Fragmento proporcionado:
***
En medio de esos quehaceres, tuvo tiempo para las letras. Dotado de una curiosidad sin límites y de una memoria prodigiosa, alternó el estudio de los clásicos griegos y romanos con los de filosofía; se interesó por los descubrimientos científicos que florecían en Europa —en varias ocasiones, se quejó del poco interés que la ciencia despertaba en España— y se entregó con ahínco a la crítica literaria, desplegando acierto en los juicios y benevolencia en el trato —salvo alguna desavenencia por rivalidad con Pérez Galdós—, lo le valió para adquirir fama de hombre culto y refinado.
Juan Valera y Alcalá-Galiano nació en Cabra (Córdoba) en el seno de una familia ilustre, pero en decadencia. Su madre, doña Dolores Alcalá Galiano, era marquesa de la Paniega, título que heredó su hermanastro; su padre, don José Valera y Viaña, tuvo que abandonar la carrera militar por sus ideas liberales, hasta que, a la muerte de Fernando VII, fue rehabilitado en 1833 para ser nombrado comandante de armas de Cabra y, más tarde, gobernador civil de la provincia de Córdoba.
Siguiendo el ejemplo de su padre, el Valera adolescente sueña con la carrera de armas y prepara su ingreso como cadete en la Academia de Artillería, pero su madre se opone y le anima al estudio de las humanidades, por la excelente disposición que muestra hacia ellas. A los once años, ya había escrito su primer poema y, a los trece, publicado sus versos en El Guadalhorce, periódico de Málaga y, más tarde, en la revista La Alhambra, de Granada.
Valera fue un lector precoz. Él mismo confiesa que “a los doce o trece años había leído a Voltaire y presumía de sprit fort, si bien me asustaba cuando estaba a oscuras y temía que me cogiese el diablo. El romanticismo, las leyendas de Zorrilla y todos los asombros, espectros, brujas y aparecidos de Shakespeare, Hoffman y Scott reñían en mi alma una ruda pelea con el volterianismo, los estudios clásicos y la afición a los héroes gentiles”.
Lee con avidez a los autores románticos en boga —sus preferidos, Byron y Espronceda—, que le dejaron una huella significativa de la que no pudo escaparse a lo largo de su vida, a pesar de que él lo niega: “Ni aun en la época de mayor fervor y entronizamiento del romanticismo, había sido yo romántico, sino clásico a mi manera”, alegando que los románticos desatendían la forma, presumiendo de espiritualistas y poniendo la belleza en lo sustancial y recóndito.
***
Material de partida:
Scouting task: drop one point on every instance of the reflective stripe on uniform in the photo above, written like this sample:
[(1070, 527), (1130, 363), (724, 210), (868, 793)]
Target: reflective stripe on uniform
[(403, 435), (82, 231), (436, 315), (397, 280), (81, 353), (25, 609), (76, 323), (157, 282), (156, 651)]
***
Qué se pide: Por favor, copia del fragmento sobre Juan Valera el pasaje que empieza con las palabras que contienen "Lee con avidez" y termina con "sustancial y recóndito.". Las líneas no hacen falta para resolver la tarea.

Respuesta:
Lee con avidez a los autores románticos en boga —sus preferidos, Byron y Espronceda—, que le dejaron una huella significativa de la que no pudo escaparse a lo largo de su vida, a pesar de que él lo niega: “Ni aun en la época de mayor fervor y entronizamiento del romanticismo, había sido yo romántico, sino clásico a mi manera”, alegando que los románticos desatendían la forma, presumiendo de espiritualistas y poniendo la belleza en lo sustancial y recóndito.